### Stated goal A
In the Halloween party thread, what color are the sheets on the guest bed in the second bedroom?
### Stated goal B
Write the next part of the Halloween party thread, picking up after its final post.

### Reading passage
--- START ---

Sounds like a pretty kick butt party. Really great ideas


----------



## AriaDragonfly (Oct 7, 2009)

Haha take whatever you want!


----------



## besthalloween (Oct 4, 2009)

The party sounds fabulous. Am I invited?

Don't forget the sound effects and creepy music. You have to have zombies jump out of closets and ghouls arise spontaneously from open coffins. You might want to have costumed friends or teens dress up and hide behind bushes or trees in the front of your house, and then jump out and startle your guests as they arrive.

If you have a spare room with a big screen (or small) TV available, you could have a loop of the Rob Zombie "Halloween" movie playing continuously. Plenty of blood and guts in that version.

Take lots of pictures!


----------



## Nikita (Sep 21, 2009)

OW! I'm deeply disappointed about the Rob Zombie Halloween thing; why does everyone like that one so much? I think it killed the entire vibe of Moustafa Akkad's version! -sorry, just had to let that out-

For the vampire bedroom you could go for red or black satin sheets, and just put someone/puppet in there, arms crossed etc. And then perhaps raise up when someone come in. Curtains blowing in open window would do very well for that... If you do one bedroom vampire and the other zombie, I would make a huge contrast between the smae things: satin sheets vs disgusting filthy sheets, velvet curtains vs cleescloth ones, clean floor vs bloody floor, shiny candleholders vs ccandleholders with the candles broken half lying next to it...something like that.


----------



## AriaDragonfly (Oct 7, 2009)

Fortunately my bedroom already is almost like a vampire bedroom haha... I have Gothic dresser/vanity furniture, a dark cherry wood bed, red and black bed sheets and comforter and dark red curtains. So all I'll really need is like black roses, some sort of candelabra, and maybe a few other things.
The second bedroom though will need a lot, as all that is in there is a guest bed with purple sheets and the ferrets live in there.... so all their toys and such (we have quite a few ferrets and cats residing with us... and two rabbits)


----------



## Drayvan (Sep 22, 2009)

Your party and rooms sound great for the second bedroom if the ferrets run loose maybe you could do a rabid animal attack scene. Im not sure if you could find any type of color to safely color thier fur reddish. but that would be creepy with a victim that had been bitten/ eaten by the rabid ferrets and other animals in there.


----------



## AriaDragonfly (Oct 7, 2009)

Haha yeah our ferrets do run loose in the room, they have a cage but we keep it open and only put them in it once in a while.

--- END ---

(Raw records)

--- START ---

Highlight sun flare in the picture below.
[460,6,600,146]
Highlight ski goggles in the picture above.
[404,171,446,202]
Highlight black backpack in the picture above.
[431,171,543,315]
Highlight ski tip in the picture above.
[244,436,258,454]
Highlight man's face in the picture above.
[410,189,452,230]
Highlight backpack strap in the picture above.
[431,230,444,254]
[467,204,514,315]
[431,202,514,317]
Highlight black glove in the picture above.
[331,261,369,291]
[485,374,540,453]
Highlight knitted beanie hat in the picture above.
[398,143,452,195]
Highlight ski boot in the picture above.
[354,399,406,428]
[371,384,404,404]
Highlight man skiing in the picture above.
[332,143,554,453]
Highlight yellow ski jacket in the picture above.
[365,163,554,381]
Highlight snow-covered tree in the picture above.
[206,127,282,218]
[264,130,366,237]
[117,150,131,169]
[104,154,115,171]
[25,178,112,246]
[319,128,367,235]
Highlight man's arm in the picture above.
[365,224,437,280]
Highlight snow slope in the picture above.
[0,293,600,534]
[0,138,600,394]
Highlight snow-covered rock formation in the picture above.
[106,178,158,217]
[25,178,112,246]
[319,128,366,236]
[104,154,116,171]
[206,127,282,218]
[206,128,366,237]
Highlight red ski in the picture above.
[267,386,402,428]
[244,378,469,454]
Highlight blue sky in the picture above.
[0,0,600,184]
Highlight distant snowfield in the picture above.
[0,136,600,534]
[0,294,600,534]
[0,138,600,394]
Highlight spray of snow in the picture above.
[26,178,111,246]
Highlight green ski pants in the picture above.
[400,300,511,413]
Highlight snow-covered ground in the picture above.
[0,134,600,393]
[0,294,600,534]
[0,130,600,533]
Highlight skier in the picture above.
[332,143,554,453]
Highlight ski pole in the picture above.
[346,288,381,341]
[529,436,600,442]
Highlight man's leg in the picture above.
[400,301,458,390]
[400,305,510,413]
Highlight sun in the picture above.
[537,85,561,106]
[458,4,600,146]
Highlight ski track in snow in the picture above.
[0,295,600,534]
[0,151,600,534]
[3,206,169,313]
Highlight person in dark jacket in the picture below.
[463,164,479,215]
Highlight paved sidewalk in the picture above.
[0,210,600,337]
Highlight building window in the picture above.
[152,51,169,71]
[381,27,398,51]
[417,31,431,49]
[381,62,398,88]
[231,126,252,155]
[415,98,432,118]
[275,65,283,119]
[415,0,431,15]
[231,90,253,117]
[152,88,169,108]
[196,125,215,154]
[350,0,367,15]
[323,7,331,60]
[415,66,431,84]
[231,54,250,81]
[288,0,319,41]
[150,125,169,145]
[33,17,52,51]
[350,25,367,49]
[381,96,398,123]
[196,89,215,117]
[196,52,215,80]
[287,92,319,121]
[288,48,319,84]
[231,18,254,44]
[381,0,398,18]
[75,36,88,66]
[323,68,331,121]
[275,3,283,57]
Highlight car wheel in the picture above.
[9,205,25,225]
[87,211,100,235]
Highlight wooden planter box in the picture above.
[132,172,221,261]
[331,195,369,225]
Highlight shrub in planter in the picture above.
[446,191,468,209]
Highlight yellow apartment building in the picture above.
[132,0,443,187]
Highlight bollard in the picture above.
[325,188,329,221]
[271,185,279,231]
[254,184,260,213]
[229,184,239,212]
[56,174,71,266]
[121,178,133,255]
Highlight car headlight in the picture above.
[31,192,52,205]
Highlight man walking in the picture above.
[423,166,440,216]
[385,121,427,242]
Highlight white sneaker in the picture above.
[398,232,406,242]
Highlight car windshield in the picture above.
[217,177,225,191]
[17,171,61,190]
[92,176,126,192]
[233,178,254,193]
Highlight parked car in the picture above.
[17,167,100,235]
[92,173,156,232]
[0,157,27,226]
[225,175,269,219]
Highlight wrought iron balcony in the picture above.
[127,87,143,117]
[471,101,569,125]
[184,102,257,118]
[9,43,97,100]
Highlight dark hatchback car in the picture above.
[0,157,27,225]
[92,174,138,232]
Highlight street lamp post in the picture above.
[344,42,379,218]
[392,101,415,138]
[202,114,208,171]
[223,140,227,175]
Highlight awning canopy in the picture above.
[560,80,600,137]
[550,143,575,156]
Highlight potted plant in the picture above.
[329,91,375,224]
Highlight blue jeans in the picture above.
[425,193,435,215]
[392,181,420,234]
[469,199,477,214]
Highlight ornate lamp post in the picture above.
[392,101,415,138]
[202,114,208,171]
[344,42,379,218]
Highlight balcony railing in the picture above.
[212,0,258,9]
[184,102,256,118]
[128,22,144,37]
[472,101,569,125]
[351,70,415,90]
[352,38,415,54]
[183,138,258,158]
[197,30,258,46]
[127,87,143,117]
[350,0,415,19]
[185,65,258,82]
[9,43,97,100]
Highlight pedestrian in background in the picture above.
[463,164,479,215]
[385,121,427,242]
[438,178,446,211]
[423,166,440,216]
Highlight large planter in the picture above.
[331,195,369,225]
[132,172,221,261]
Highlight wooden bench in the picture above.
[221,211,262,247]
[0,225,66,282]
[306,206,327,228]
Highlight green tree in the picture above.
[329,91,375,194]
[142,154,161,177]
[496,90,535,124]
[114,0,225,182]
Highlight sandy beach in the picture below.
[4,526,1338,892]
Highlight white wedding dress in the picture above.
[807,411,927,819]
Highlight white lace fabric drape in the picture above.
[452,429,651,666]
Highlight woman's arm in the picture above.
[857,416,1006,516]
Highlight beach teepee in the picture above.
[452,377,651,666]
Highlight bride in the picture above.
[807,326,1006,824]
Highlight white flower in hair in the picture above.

--- END ---

### Expected answer A
Purple.

### Expected answer B
I was thinking of doing something with them, but they are all really friendly/lazy haha, they mostly sleep all day and sometimes play...


----------



## animespook (Oct 17, 2007)

Caution! Robot said:


> Re: "sound effect under sink (whispering, crying something)" I'm trying the same thing, just ordered an Eviltron from thinkgeek. I hope it will sound ok...


Thanks for the tip! I ordered one and will be placing it a couple of feet into the heating vent in the bathroom


----------



## BellezaLatina (Oct 16, 2009)

Great Ideas!!! Thanks for sharing..... hmmm... I got some work to do for my party.


----------



## leighanne4585 (Aug 28, 2009)

Awesome ideas! I always did the hand in punch thing too but got an idea this year, make two hands put them palm up and do a face in the middle. Just grab a plastic face mask and put duct tape on the inside & outside of the mask covering all holes, fill a little over half way. Let it freeze for 2 days and it looks awesome! Hope you have an awesome party!


----------



## superman593 (Sep 18, 2009)

senorita said:


> I did something similar for the bathroom last year (blood, spider sacks etc), but I had "kids playing" sounds in the closet, really quiet, it ended up being really creepy, you could barely hear it, it turned out great! I'm going to try the "crying" sounds this year!
> 
> I'm also doing the themed rooms idea, but we've got 10 rooms and I'm running out of ideas! If anyone has any more ideas please post them! So far I've got the bathroom, similar to what AriaDragonfly is doing, the entrance/hallway is also similar, very dark with a few green spotlights on the spiderwebs in the corners and dark material hanging on the staircase before you get upstairs, living room will be "red" theme, red lights, lots of candles, black curtains, hallway will also have lots of things hanging from the ceiling, with curtains draped at both entrances to the hallway, some skeleton scene setters on the walls and a strobelight, "blacklight" room downstairs with ghost scene setters on the walls, old creepy forest room downstairs, and I'm thinking spiders everywhere on the patio.
> 
> ...



We are doing a freddy themed Powder room (no shower in this one.) Our walls are a gray and red already so we bought the "one, two freddys coming for you..." border scene setter for the top of the room. We are writing on the mirror something about nightmares and above the toilet we hung a freddy costume shirt and hat and the glove will be over by the sink. Then we put a full length freddy scene setter behind the door so that when you close the door and look in the mirror, freddy is behind you... and reducing the lighting to only one bulb in vanity light. Excited to see how this goes with everyone. Thinking about adding scratching sounds under the sink but not sure what to use for the tape recorder.....


----------



## superman593 (Sep 18, 2009)

And you could maybe do a SAW themed room for your empty room with no furntiure.... the scence setters for this are huge with lots of add-ons...


----------



## lollypopholly (Sep 7, 2009)

OH MY GOOD-EVILNESS! YOu are putting on quite the hard core party...Can I come This sounds so fun...Your guest will die from your awesomeness


----------



## lollypopholly (Sep 7, 2009)

should have no problems with the "movements" while in that bathroom


----------



## AriaDragonfly (Oct 7, 2009)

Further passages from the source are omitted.